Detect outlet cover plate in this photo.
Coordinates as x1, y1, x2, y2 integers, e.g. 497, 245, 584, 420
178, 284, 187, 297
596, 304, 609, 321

━━━━

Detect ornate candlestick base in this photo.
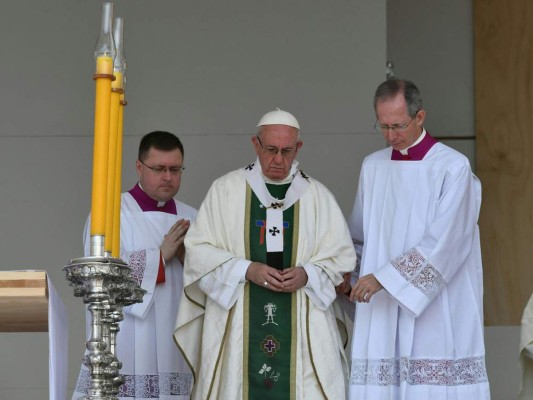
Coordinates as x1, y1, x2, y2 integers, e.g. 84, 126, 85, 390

━━━━

### [Problem]
Please gather every line from the entries above that includes the word "Detect".

### [Solution below]
Detect outlet cover plate in this photo.
Detect ornate candlestick base in this photo.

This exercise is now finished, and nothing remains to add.